Task goal
Return all entries word for word, but drop any images.

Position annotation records
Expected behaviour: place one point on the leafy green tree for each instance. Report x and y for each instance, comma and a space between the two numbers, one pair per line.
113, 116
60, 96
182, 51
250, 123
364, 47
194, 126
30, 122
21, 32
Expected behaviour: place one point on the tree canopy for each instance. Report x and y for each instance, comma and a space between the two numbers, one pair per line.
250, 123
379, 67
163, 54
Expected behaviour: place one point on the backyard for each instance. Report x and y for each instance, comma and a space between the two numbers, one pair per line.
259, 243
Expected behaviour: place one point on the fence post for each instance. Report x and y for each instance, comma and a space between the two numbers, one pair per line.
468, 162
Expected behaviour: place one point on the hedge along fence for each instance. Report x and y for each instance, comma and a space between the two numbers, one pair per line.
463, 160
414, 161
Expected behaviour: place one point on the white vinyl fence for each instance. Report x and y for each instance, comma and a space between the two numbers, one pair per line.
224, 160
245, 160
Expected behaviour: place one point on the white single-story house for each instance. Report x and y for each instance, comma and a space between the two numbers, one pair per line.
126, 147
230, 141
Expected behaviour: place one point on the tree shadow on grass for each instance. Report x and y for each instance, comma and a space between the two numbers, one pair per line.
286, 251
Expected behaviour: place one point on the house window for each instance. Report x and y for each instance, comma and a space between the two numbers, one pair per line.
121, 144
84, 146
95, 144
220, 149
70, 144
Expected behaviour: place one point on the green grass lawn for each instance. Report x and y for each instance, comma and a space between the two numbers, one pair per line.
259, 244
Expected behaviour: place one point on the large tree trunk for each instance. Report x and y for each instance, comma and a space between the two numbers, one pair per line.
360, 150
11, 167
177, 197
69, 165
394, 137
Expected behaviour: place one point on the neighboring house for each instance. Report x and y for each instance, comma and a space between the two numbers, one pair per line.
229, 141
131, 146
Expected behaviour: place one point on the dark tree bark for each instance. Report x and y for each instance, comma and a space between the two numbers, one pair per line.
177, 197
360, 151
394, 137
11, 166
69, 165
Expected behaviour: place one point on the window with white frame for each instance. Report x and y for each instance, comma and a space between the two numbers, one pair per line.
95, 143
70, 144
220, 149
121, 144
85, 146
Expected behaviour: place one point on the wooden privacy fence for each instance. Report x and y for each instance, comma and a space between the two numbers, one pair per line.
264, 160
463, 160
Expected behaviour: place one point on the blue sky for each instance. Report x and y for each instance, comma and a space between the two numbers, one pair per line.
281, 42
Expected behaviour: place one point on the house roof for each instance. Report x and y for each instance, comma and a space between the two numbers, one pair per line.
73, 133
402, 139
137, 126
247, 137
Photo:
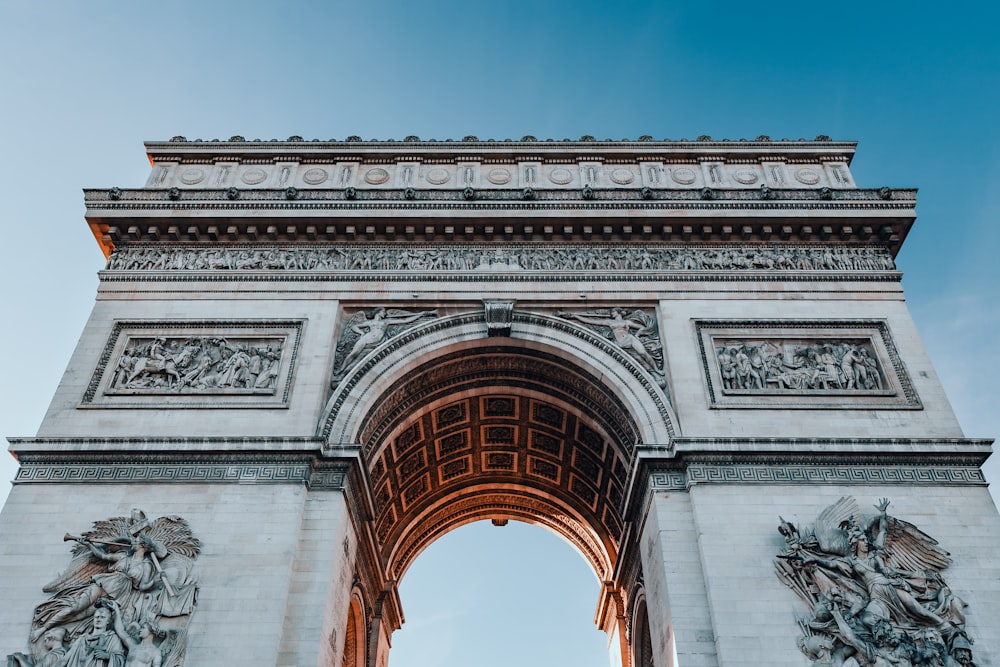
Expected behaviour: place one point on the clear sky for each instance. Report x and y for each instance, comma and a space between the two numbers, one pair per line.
83, 84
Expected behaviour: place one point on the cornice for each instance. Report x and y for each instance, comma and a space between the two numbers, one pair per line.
687, 462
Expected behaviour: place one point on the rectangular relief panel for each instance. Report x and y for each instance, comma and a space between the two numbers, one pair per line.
803, 364
196, 364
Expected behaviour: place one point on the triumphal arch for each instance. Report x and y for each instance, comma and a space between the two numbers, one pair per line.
310, 359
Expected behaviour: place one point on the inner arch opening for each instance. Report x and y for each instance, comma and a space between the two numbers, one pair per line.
499, 596
497, 432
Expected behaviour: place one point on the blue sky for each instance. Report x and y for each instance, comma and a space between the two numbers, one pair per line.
83, 84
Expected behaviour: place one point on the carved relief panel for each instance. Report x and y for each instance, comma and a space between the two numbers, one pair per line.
196, 364
781, 364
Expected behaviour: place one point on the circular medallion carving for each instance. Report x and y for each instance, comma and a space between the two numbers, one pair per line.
314, 176
622, 176
498, 176
683, 175
560, 176
807, 176
438, 176
377, 176
192, 176
254, 176
745, 176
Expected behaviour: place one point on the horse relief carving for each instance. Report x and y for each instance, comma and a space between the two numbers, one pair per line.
197, 364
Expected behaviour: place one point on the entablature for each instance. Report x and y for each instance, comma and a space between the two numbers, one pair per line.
119, 217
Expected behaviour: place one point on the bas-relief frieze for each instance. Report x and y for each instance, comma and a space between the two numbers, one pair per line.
163, 364
803, 364
507, 258
197, 365
874, 589
798, 365
126, 599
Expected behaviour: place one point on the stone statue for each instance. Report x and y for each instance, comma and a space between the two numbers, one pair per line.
362, 334
125, 570
101, 647
635, 333
142, 652
875, 591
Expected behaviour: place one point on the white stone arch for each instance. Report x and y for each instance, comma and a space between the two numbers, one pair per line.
386, 365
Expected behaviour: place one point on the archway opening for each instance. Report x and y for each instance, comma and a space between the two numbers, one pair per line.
499, 596
507, 431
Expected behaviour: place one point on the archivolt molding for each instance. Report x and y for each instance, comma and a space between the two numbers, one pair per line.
355, 396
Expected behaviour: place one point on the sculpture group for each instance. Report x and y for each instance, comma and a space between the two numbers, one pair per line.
125, 600
875, 592
777, 365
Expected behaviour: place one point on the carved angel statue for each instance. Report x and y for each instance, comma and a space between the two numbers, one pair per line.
361, 334
126, 571
635, 333
874, 588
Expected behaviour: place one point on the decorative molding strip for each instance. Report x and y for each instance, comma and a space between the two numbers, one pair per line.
210, 443
126, 473
847, 474
803, 363
509, 198
833, 474
183, 364
184, 468
668, 480
478, 258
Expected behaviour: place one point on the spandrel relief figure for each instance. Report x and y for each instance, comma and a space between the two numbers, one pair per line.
636, 333
362, 333
197, 364
126, 599
789, 365
875, 591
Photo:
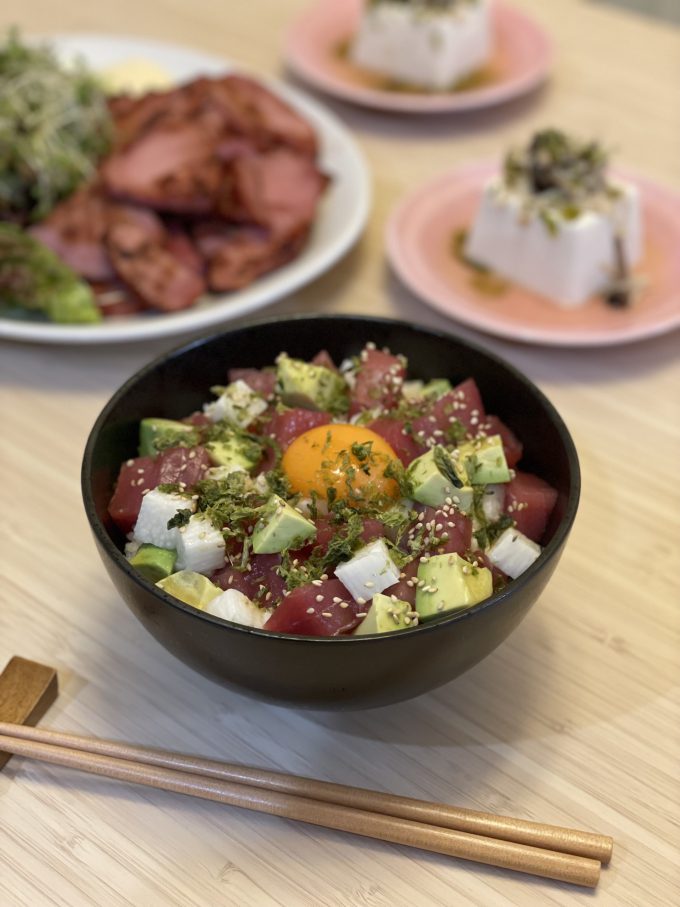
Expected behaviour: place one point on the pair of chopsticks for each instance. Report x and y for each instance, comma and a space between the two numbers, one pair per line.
564, 854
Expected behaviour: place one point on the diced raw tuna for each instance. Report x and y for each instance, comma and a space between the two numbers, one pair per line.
530, 501
182, 464
259, 380
285, 427
301, 612
400, 440
498, 578
378, 381
512, 446
372, 529
455, 525
462, 404
264, 578
135, 477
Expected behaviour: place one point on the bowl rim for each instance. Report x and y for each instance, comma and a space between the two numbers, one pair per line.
496, 600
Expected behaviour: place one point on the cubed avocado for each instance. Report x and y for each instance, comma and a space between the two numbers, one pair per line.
484, 460
154, 563
233, 450
447, 582
436, 388
281, 527
386, 615
156, 434
436, 476
309, 386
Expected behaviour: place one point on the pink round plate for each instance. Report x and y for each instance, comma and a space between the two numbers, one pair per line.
420, 237
314, 52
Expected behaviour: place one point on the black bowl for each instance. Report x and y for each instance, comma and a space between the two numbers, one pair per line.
339, 672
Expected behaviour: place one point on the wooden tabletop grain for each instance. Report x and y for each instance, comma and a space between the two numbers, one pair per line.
574, 720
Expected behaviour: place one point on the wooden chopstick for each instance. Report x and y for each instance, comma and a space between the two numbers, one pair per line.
520, 831
477, 848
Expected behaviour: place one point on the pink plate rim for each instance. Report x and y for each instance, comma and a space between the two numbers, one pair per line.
301, 59
408, 262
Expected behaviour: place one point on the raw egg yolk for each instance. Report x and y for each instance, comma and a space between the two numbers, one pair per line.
347, 458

Result
Expected behaviour: place one point on the leafy green tree for each instance. Report x and y for each instance, comma and a space between the two numbers, one pair per line.
113, 116
60, 96
182, 51
250, 123
364, 47
194, 126
30, 122
21, 32
Expected behaviour: place one point on the tree canopy for each instance. Report x and y for each instance, comma and a space between the two numbers, one pair per line.
250, 123
379, 67
163, 54
Expected behaviour: place one point on the backyard for each instance. Report x and y for each instance, comma and a space between the two numbers, one pair per line.
259, 243
Expected behaviour: place one point on the fence post for each instance. Report x and y for each instance, comma and a space between the two numbers, one pair per line.
468, 162
Expected behaviour: place one point on the hedge along fence for each instance. Report x and y for each instance, comma and a space between the two numbers, one pair per line.
463, 160
414, 161
Expected behaviour: place one point on the white vinyl fence for each instance. Report x and y for each instance, comma and a space between the two numbers, one pair per line.
224, 160
245, 160
Expected behaviour: place one point on the white single-story house for each instance. Report x and y for each instance, comma and a space between the two numbers, one pair per line.
126, 147
230, 141
Expected behaviour: place one point on the tree shadow on grass for each instance. Report x and y for each instance, comma and a space between the two numbers, one pair per line.
286, 251
Expected behaviour: place one point on the house window for each instance. Report x and y for each instance, comma and a space between the two numbers, one pair per line.
121, 144
84, 146
95, 144
220, 149
70, 144
Expected behaviour: place one point on the green grass lawn for each instance. Report x and y for each instance, comma and a space between the two numbers, one pair per line.
259, 244
Expected behaviour: place one point on the large tree trunk for each instance. Report x and y for each instance, comma and a space between the two numbers, one pair per line.
360, 150
11, 167
177, 197
69, 165
394, 137
Expected behaviour: place one point on the neighboring house for each instance. Report x and y for each instance, comma and a space between the two numbers, one pair per line.
229, 141
131, 146
Expected behaviour: place one point on the dark tree bark for each instance. Report x and y for each instance, comma and a space between the two numbers, one pair per line.
177, 197
360, 151
394, 137
11, 166
69, 165
Expected behaviour: place one point on the window with white frame for each instance. Report x and y for each instance, comma and a space between the two numbers, one pair per line.
95, 143
70, 144
220, 149
121, 144
85, 146
Expected behaviour: place one point on the wooden privacy fence for each instance. Report x and y for each instance, comma and a space between the two numbers, one pair per line.
264, 160
463, 160
Expected behaviour: place one point on the blue sky for each instance. Report x and y for each instance, comma and a space between the two numbers, one pair per line.
281, 42
Expected behaviour: place one point on the house roof for each instance. Report x and y for each instance, comma and a space between the two numbers, one pair per line.
73, 133
402, 139
137, 126
247, 137
Photo:
Expected behaviour: place one point on the clear sky for each instance. Report x and y for each instance, comma and a space between the two numbers, one pair per line.
83, 84
Expected behaviour: place one point on the cornice for each instance. Report x and y for each instance, comma and a space between the two numbers, one pair per line.
687, 462
Expected behaviour: place one point on the rectangular relief panel for each instance. Report x and y for each instance, comma and a space between the two numbers, one pair per line.
803, 364
196, 364
Expected behaviour: place one point on the triumphal arch for each instance. Report x and y for each instance, comma and a space between the two numbers, one pair per line.
310, 359
Expected behaviour: place one point on the inner arch opening for each instance. Report x and y for each instance, comma and a space between the two numbers, one pair per line.
499, 596
497, 432
Expected behaviour: place one point on the blue sky for each instance. Report x and y for each instance, comma and a space between the two numbers, one pair per line.
83, 84
Expected behaviour: place one point on the carved relief panel for each instance. Report x and y for each instance, comma and a space between the two numbers, one pair per line.
196, 364
781, 364
Expected behaviour: place one point on the circular medallion carving for each instance. Report x and y for each instance, comma and a space between the two numbers, one pair per line.
314, 176
622, 176
498, 176
683, 175
560, 176
807, 176
438, 176
377, 176
192, 176
254, 176
745, 176
Expected behaviour: place one point on the horse relief carving for each instance. Report x and y for each instance, comma and a space between the two numbers, one pair per line.
197, 364
Expected behaviour: place one point on the entablature for each instance. Report x and y for each instance, comma and a space between the two numbers, one pair per line.
119, 217
Expected behaviour: place one point on the bas-relief frieze for each instance. Report x and y for each instance, comma and a space between the two numbers, one pair per line.
163, 364
803, 364
507, 258
197, 365
874, 589
798, 365
126, 599
Expected behaviour: place one point on the stone statue for each instance. Report x and y for each instance, comma and a space between the two numbers, one pair per line.
362, 334
125, 570
101, 647
635, 333
142, 652
875, 591
Expected behaviour: place one point on the white stone arch for each instance. Report x and y for each instance, comma and a space between the two numbers, one pair per line.
386, 365
Expected behaviour: place one point on the archway opening for each instance. Report x and y for each instance, comma and a space between the two numbers, one pair per line.
499, 596
507, 431
Expected behaviour: place one point on the archivolt molding for each instance. Report x and y for each instance, comma and a space between the two numbers, one pair per line.
355, 396
Expected behaviour: place one point on the sculpture group for each instance. Report x and y for each instance, comma and a space between the two numbers, one pair per line.
125, 600
875, 592
777, 365
Expected behaviour: place one point on the carved angel statue for each instance. Report x and y for each instance, comma and a space between the two numbers, one pair per line.
361, 334
126, 571
635, 333
874, 588
Expected behaviour: place one point on the decorative molding strip for each instance. Report x and y for each instance, comma and a space between the two numbers, one pair per line.
210, 443
126, 473
847, 474
803, 363
509, 198
833, 474
183, 364
184, 468
668, 480
478, 258
Expected behaviour: place one point on the spandrel relief figure for each instance. Report x and y for each instance, comma and a space between the two numbers, one pair per line.
636, 333
362, 333
197, 364
126, 599
789, 365
875, 591
Photo:
Expected behaviour: place one point on the pair of chopsticks for each instance. Report x and y for each instance, comma and a space between the two numbers, one pair per line.
564, 854
Expected behaviour: place one point on the diced raw tuna for each instance. Report x and y for each instance, comma and a space between the two numbers, one pair per line.
530, 501
182, 464
259, 380
285, 427
301, 612
400, 440
498, 578
378, 381
512, 446
372, 529
455, 525
462, 404
264, 578
135, 477
Expected behaviour: place one point on the bowl rim for each instance. Report x and y for each instance, comma and a space between the two numbers, one pair per line.
496, 600
Expected behaviour: place one point on the cubed avocado for each instance. Report x and y for each instance, comma and a space between the two numbers, one pair per line.
484, 460
154, 563
233, 450
447, 582
436, 388
281, 527
386, 615
156, 434
436, 476
309, 386
Expected behaviour: place one point on the pink round plate for each instance. Report x and y for each instance, comma and a space between the two numbers, one pair per line.
420, 237
314, 52
Expected behaviour: place one point on the black bowl for each instance. Report x and y for each instance, comma and a space between the two numbers, one pair per line.
339, 672
Expected behaviour: place one point on the wooden tabletop grain for each instance. Report x and y for each instance, comma and a space between the two numbers, one pair per line.
574, 720
Expected behaviour: place one point on the wooden chopstick for each instance. Report x and y for each instance, comma and a space between the two numbers, one pair per line.
520, 831
477, 848
Expected behaviour: place one point on the pink plate rim for each instance. Report x and y for each instance, comma and a space between the two numbers, one pair per line.
301, 59
408, 262
Expected behaviour: place one point on the raw egg yolk for each instance. Report x and y for each instance, comma and a space between the two numbers, one pair per line.
347, 458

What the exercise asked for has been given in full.